Print the records exactly as given.

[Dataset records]
******

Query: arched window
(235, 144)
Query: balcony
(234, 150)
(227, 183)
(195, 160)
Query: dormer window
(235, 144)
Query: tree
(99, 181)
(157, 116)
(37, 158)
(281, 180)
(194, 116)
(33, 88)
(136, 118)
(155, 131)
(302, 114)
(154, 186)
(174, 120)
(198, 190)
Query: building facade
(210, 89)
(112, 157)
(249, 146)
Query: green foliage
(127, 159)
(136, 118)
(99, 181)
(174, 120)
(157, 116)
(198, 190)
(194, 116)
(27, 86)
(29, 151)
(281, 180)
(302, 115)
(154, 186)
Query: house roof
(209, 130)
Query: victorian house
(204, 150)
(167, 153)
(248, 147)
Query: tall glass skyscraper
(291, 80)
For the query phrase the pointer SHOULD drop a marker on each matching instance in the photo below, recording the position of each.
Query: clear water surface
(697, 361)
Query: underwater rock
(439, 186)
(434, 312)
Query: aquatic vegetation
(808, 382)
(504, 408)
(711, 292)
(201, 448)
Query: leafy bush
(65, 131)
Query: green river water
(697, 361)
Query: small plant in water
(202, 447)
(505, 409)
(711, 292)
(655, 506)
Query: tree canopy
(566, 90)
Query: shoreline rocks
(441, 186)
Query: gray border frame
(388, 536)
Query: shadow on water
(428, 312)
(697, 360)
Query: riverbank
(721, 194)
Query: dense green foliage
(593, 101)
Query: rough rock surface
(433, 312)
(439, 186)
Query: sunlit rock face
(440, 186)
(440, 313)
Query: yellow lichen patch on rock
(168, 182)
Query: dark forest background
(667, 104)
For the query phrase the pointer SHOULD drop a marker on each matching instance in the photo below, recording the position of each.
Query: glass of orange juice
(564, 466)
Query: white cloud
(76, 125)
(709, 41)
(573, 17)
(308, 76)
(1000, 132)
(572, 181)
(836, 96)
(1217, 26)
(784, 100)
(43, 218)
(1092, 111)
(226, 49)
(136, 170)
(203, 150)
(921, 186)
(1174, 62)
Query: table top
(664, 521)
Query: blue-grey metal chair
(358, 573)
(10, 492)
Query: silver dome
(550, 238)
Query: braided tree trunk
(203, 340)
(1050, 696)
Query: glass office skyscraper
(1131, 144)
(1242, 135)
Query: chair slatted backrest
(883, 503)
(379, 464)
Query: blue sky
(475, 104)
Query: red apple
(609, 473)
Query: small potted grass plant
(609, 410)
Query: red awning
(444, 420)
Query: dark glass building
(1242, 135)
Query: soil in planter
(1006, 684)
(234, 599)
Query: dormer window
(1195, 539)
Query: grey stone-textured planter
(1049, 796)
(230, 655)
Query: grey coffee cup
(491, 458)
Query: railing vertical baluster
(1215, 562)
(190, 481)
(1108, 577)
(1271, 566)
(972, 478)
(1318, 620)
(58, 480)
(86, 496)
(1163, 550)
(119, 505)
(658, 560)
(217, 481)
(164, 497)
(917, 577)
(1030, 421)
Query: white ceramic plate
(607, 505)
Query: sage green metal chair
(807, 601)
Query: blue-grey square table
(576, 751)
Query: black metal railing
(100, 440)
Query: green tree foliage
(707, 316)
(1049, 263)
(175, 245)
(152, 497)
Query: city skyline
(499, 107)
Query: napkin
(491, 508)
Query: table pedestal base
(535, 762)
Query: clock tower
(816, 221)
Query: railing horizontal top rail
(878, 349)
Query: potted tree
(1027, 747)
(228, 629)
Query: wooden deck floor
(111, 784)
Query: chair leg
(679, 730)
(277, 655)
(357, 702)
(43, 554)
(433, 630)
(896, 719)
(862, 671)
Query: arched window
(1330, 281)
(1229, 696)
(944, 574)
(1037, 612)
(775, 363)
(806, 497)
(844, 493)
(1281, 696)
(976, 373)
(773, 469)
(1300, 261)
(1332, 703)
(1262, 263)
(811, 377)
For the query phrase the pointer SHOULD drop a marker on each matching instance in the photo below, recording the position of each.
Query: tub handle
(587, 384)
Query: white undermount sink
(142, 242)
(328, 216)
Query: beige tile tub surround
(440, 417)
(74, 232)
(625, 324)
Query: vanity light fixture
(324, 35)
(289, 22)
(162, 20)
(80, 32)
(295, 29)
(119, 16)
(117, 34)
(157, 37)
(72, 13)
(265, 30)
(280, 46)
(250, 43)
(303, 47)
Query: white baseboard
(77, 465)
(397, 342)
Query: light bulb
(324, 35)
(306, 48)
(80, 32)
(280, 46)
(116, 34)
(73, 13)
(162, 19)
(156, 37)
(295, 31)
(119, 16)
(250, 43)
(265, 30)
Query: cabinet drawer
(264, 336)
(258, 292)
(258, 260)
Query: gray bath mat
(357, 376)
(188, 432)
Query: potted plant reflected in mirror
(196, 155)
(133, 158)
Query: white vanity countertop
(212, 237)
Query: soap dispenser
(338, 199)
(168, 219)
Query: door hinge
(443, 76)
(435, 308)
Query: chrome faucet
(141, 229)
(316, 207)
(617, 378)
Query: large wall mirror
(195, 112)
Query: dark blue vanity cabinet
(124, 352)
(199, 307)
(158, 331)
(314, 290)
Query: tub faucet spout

******

__EXERCISE OUTPUT__
Query: arched window
(235, 144)
Query: balcony
(234, 150)
(227, 183)
(195, 160)
Query: dormer window
(235, 144)
Query: tree
(99, 181)
(157, 116)
(37, 158)
(281, 180)
(194, 116)
(33, 88)
(136, 118)
(155, 131)
(302, 114)
(154, 186)
(174, 120)
(198, 190)
Query: building facade
(210, 89)
(112, 157)
(249, 146)
Query: green foliage
(127, 159)
(136, 118)
(99, 181)
(174, 120)
(157, 116)
(198, 190)
(194, 116)
(27, 86)
(29, 151)
(281, 180)
(302, 115)
(154, 186)
Query: house roof
(209, 130)
Query: victorian house
(204, 150)
(167, 153)
(248, 147)
Query: tall glass skyscraper
(291, 80)
For the query phrase the pointer SHOULD drop a marker on each matching instance in the photo below, recording the position of each.
Query: clear water surface
(697, 361)
Query: underwater rock
(439, 186)
(434, 312)
Query: aquatic vegetation
(808, 382)
(504, 408)
(711, 292)
(201, 448)
Query: leafy bush
(65, 131)
Query: green river water
(697, 361)
Query: small plant in water
(202, 447)
(505, 409)
(711, 292)
(655, 506)
Query: tree canopy
(566, 90)
Query: shoreline rocks
(441, 186)
Query: gray border frame
(388, 536)
Query: shadow on water
(428, 312)
(697, 360)
Query: riverbank
(721, 194)
Query: dense green foliage
(593, 101)
Query: rough rock surface
(433, 312)
(439, 186)
Query: sunlit rock face
(440, 186)
(440, 313)
Query: yellow lichen patch on rock
(168, 182)
Query: dark forest background
(667, 104)
For the query phrase the pointer SHOULD drop a marker on each matching instance in the photo below, recording the position of each.
Query: glass of orange juice
(564, 466)
Query: white cloud
(76, 125)
(709, 41)
(573, 17)
(308, 76)
(1000, 132)
(572, 181)
(836, 96)
(1217, 26)
(784, 100)
(43, 218)
(1092, 111)
(226, 49)
(136, 170)
(203, 150)
(921, 186)
(1174, 62)
Query: table top
(664, 521)
Query: blue-grey metal chair
(358, 573)
(10, 492)
Query: silver dome
(550, 238)
Query: braided tree trunk
(203, 340)
(1050, 696)
Query: glass office skyscraper
(1131, 144)
(1242, 135)
Query: chair slatted backrest
(883, 503)
(379, 464)
Query: blue sky
(475, 104)
Query: red apple
(609, 473)
Query: small potted grass plant
(609, 410)
Query: red awning
(444, 420)
Query: dark glass building
(1242, 135)
Query: soil in planter
(1006, 684)
(234, 599)
Query: dormer window
(1195, 539)
Query: grey stone-textured planter
(1049, 796)
(230, 655)
Query: grey coffee cup
(491, 458)
Query: railing vertical baluster
(1215, 562)
(190, 481)
(1108, 577)
(1271, 566)
(972, 478)
(1318, 620)
(58, 480)
(86, 496)
(1163, 550)
(119, 505)
(658, 560)
(217, 481)
(164, 497)
(917, 577)
(1030, 421)
Query: white ceramic plate
(607, 505)
Query: sage green metal chair
(807, 601)
Query: blue-grey square table
(576, 751)
Query: black metal railing
(100, 440)
Query: green tree foliage
(707, 316)
(1049, 263)
(175, 245)
(152, 497)
Query: city skyline
(499, 107)
Query: napkin
(491, 508)
Query: table pedestal base
(535, 762)
Query: clock tower
(816, 221)
Query: railing horizontal top rail
(878, 349)
Query: potted tree
(1027, 747)
(228, 629)
Query: wooden deck floor
(111, 784)
Query: chair leg
(679, 730)
(277, 655)
(357, 702)
(43, 554)
(433, 630)
(896, 719)
(862, 671)
Query: arched window
(1330, 281)
(1229, 696)
(944, 574)
(1037, 612)
(775, 363)
(806, 497)
(844, 493)
(1281, 696)
(976, 373)
(773, 469)
(1300, 261)
(1332, 703)
(1262, 263)
(811, 377)
For the query phrase the pointer SHOULD drop a marker on each matching instance in the photo below, recording the position of each.
Query: tub handle
(587, 384)
Query: white undermount sink
(142, 242)
(328, 216)
Query: beige tile tub surround
(440, 417)
(74, 232)
(625, 324)
Query: vanity light fixture
(324, 35)
(289, 22)
(162, 20)
(80, 32)
(295, 29)
(119, 16)
(117, 34)
(157, 37)
(72, 13)
(265, 30)
(280, 46)
(250, 43)
(303, 47)
Query: white baseboard
(77, 465)
(397, 342)
Query: light bulb
(324, 35)
(306, 48)
(80, 32)
(280, 46)
(116, 34)
(73, 13)
(162, 19)
(156, 37)
(295, 31)
(119, 16)
(250, 43)
(265, 30)
Query: cabinet drawer
(264, 336)
(258, 292)
(258, 260)
Query: gray bath mat
(357, 376)
(188, 432)
Query: potted plant reflected in mirror
(196, 155)
(133, 158)
Query: white vanity countertop
(212, 237)
Query: soap dispenser
(338, 199)
(168, 219)
Query: door hinge
(443, 76)
(435, 308)
Query: chrome faucet
(141, 229)
(316, 207)
(617, 378)
Query: large wall mirror
(195, 112)
Query: dark blue vanity cabinet
(124, 352)
(199, 307)
(158, 331)
(314, 290)
Query: tub faucet spout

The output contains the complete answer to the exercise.